===== DATASET RECORDS

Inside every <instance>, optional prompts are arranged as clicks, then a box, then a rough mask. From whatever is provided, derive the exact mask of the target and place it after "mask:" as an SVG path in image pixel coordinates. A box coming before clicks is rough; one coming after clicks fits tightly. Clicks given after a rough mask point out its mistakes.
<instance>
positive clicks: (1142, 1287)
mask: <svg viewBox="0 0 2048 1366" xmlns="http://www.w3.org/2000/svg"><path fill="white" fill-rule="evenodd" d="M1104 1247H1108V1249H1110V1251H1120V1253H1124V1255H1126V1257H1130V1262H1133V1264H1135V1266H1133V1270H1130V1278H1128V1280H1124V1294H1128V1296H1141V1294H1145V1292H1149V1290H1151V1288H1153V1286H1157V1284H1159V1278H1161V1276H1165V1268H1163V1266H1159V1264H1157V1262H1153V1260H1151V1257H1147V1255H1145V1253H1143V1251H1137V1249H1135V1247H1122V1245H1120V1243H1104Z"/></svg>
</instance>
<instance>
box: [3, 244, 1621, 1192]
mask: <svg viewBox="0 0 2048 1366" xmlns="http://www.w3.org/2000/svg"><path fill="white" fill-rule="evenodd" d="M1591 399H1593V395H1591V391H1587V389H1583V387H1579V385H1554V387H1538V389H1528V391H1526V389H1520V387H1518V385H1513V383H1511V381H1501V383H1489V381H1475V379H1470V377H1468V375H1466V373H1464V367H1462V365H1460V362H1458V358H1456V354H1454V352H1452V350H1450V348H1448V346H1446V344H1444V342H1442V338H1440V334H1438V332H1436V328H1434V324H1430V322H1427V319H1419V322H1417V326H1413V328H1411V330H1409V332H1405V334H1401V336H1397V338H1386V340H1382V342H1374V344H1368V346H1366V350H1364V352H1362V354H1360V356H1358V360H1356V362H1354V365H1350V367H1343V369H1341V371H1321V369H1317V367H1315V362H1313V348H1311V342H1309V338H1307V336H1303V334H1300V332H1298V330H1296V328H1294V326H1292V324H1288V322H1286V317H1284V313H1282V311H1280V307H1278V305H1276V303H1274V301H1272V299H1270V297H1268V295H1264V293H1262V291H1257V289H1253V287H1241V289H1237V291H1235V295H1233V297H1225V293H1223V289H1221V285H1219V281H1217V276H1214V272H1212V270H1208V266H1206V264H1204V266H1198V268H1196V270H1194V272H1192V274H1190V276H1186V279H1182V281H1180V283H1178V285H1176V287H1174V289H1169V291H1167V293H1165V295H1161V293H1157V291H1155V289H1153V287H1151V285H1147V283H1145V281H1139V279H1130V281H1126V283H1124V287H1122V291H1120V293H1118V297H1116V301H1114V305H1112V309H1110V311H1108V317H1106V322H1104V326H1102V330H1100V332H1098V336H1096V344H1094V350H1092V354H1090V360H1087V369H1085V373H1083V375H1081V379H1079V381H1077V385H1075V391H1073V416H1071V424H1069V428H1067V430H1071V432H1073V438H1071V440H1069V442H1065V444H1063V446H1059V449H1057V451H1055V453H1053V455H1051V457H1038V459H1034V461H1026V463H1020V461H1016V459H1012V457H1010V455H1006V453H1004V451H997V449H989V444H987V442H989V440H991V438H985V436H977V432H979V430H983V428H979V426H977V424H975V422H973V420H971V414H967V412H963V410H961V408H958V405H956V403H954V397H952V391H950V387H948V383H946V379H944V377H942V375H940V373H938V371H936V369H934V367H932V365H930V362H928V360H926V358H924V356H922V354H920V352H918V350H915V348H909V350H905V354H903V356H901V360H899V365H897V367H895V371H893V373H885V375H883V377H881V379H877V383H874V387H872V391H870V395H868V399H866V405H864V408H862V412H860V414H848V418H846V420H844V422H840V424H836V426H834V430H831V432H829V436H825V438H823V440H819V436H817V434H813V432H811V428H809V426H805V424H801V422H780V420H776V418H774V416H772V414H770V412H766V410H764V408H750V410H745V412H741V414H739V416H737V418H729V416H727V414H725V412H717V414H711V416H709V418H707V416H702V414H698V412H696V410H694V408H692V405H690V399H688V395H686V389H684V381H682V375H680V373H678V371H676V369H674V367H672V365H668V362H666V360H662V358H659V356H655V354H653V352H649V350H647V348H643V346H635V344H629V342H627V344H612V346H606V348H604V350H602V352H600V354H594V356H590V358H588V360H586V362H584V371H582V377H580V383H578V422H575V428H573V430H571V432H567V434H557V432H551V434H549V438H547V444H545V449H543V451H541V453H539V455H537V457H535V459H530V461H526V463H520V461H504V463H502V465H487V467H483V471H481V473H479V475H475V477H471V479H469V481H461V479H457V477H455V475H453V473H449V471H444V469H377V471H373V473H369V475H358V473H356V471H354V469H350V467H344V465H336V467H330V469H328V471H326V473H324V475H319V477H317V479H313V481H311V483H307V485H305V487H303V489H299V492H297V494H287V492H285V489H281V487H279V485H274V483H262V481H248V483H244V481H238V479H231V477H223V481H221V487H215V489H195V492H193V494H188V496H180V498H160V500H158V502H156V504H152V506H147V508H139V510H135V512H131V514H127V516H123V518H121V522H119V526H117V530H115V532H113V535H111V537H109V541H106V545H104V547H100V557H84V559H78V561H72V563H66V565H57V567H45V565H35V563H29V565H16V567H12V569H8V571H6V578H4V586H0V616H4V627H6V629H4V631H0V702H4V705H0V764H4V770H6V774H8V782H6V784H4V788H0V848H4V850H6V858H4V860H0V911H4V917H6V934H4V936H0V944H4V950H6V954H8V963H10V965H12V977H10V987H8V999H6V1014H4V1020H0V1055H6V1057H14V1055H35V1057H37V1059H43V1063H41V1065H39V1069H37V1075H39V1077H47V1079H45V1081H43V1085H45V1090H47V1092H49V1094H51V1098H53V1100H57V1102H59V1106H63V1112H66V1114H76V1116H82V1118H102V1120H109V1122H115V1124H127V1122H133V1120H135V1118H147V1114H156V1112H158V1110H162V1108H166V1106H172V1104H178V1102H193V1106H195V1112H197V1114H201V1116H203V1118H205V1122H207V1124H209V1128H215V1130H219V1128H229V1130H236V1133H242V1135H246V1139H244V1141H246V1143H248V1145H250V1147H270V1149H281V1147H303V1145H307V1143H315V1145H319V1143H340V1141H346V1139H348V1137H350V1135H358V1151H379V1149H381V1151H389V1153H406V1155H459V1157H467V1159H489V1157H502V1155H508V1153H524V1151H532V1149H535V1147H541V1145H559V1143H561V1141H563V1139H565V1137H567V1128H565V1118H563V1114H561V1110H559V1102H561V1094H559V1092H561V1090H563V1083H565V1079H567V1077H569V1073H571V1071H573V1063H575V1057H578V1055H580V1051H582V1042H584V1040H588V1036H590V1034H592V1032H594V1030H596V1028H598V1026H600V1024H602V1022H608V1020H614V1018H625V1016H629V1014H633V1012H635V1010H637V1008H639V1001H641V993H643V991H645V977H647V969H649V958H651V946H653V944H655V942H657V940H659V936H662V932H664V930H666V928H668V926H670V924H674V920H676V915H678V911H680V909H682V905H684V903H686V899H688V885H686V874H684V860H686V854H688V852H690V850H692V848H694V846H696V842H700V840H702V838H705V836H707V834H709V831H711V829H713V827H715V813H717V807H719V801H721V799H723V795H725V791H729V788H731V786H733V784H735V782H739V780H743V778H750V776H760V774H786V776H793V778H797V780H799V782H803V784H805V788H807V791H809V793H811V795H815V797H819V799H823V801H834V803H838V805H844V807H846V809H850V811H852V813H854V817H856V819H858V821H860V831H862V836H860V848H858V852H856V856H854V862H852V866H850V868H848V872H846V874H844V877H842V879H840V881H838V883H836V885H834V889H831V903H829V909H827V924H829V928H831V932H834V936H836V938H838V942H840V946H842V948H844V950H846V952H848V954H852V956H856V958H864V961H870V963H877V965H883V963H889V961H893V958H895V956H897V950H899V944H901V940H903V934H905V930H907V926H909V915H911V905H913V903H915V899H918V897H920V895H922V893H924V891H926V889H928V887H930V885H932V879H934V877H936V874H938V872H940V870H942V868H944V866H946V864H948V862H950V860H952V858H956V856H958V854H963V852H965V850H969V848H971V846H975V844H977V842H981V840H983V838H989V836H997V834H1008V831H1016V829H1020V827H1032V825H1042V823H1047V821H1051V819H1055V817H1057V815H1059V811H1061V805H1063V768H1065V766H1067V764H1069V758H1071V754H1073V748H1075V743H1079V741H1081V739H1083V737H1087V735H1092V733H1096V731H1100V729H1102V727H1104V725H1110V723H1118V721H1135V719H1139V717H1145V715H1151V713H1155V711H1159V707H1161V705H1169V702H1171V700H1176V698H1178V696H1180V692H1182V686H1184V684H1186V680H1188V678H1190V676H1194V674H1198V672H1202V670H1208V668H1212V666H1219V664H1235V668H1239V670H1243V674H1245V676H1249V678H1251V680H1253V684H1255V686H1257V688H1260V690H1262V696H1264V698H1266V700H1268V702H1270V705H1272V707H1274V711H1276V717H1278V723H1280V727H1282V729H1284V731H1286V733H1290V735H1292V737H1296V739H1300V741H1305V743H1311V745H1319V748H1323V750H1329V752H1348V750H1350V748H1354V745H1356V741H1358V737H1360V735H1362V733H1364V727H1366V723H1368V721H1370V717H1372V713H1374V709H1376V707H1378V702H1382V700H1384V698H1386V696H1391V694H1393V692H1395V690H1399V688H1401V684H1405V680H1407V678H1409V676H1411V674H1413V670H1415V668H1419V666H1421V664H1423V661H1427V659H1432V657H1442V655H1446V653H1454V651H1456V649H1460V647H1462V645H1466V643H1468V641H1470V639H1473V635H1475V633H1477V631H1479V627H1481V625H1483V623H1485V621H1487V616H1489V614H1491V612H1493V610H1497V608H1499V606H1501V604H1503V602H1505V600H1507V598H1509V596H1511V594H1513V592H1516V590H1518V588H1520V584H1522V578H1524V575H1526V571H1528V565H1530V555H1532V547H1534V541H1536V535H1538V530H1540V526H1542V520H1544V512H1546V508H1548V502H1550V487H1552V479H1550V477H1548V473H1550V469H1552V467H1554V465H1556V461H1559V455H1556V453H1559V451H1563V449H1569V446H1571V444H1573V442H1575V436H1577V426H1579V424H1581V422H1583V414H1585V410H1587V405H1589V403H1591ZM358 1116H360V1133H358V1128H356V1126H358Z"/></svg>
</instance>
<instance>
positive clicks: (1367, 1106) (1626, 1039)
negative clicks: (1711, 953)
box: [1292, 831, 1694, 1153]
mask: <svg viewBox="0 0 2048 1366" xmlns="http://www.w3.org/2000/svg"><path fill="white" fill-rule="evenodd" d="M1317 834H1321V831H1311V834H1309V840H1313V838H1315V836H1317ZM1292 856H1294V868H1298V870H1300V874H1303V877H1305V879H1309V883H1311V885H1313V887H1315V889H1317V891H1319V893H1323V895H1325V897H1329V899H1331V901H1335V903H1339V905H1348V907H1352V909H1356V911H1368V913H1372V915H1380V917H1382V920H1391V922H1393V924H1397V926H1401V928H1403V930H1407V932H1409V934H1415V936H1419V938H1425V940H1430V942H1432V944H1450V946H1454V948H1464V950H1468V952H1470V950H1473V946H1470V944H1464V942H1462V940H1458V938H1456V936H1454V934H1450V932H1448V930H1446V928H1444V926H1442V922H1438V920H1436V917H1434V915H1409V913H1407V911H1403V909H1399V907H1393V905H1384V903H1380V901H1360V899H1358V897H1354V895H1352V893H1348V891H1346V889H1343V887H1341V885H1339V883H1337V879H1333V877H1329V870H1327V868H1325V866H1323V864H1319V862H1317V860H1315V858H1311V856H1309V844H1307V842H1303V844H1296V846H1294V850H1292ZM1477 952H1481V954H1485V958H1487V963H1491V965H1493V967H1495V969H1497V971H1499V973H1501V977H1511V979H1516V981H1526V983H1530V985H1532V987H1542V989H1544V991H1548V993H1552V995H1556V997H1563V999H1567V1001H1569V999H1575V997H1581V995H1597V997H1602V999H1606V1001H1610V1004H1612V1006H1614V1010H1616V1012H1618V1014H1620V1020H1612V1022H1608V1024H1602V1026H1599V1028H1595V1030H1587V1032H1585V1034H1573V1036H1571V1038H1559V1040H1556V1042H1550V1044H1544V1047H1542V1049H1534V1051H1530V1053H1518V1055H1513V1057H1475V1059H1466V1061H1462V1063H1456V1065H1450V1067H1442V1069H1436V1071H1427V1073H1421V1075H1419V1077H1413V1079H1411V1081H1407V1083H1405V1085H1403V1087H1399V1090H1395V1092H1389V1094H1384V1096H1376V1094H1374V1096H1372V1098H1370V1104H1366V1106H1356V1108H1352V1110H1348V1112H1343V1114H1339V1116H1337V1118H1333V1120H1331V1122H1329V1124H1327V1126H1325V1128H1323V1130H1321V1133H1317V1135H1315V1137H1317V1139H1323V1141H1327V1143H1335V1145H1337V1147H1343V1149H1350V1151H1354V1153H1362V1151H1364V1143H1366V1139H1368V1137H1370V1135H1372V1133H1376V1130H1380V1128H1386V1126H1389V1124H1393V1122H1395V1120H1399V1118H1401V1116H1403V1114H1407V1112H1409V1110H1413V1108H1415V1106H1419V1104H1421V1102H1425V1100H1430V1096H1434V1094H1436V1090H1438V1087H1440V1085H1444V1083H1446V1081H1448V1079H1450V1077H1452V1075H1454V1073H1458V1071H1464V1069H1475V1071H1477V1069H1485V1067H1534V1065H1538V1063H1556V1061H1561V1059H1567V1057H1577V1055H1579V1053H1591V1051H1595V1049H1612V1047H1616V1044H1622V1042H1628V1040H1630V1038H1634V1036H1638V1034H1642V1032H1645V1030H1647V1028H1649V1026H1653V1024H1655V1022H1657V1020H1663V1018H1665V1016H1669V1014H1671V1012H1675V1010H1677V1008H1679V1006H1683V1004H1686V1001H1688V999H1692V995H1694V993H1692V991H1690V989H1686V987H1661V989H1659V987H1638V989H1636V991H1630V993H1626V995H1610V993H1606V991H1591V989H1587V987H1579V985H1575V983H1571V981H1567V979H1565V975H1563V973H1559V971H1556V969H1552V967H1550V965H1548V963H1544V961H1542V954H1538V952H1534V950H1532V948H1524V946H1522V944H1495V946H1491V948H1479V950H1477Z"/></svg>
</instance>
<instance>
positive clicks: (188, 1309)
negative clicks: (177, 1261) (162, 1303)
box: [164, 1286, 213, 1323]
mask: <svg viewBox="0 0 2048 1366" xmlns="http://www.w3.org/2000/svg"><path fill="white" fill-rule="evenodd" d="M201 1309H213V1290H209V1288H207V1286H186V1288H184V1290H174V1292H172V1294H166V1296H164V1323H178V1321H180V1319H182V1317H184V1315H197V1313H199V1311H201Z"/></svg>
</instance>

==========

YOUR ASSIGNMENT: Copy the listing word for word, from the start through the line containing "box: [3, 244, 1621, 1192]", including that line.

EXERCISE RESULT:
Inside every <instance>, optional prompts are arranged as clicks, then a box, then a rough mask. From whatever is provided, derive the exact mask of the target and place it after "mask:" as an SVG path in image pixel coordinates. A box coming before clicks is rough; one coming after clicks fits tightly. Clicks given after a rough mask point out its mistakes.
<instance>
positive clicks: (1142, 1287)
mask: <svg viewBox="0 0 2048 1366" xmlns="http://www.w3.org/2000/svg"><path fill="white" fill-rule="evenodd" d="M1104 1247H1108V1249H1110V1251H1120V1253H1124V1255H1126V1257H1130V1262H1133V1264H1135V1266H1133V1270H1130V1278H1128V1280H1124V1294H1128V1296H1141V1294H1145V1292H1149V1290H1151V1288H1153V1286H1157V1284H1159V1278H1161V1276H1165V1268H1163V1266H1159V1264H1157V1262H1153V1260H1151V1257H1147V1255H1145V1253H1143V1251H1137V1249H1135V1247H1122V1245H1120V1243H1104Z"/></svg>
</instance>
<instance>
box: [3, 244, 1621, 1192]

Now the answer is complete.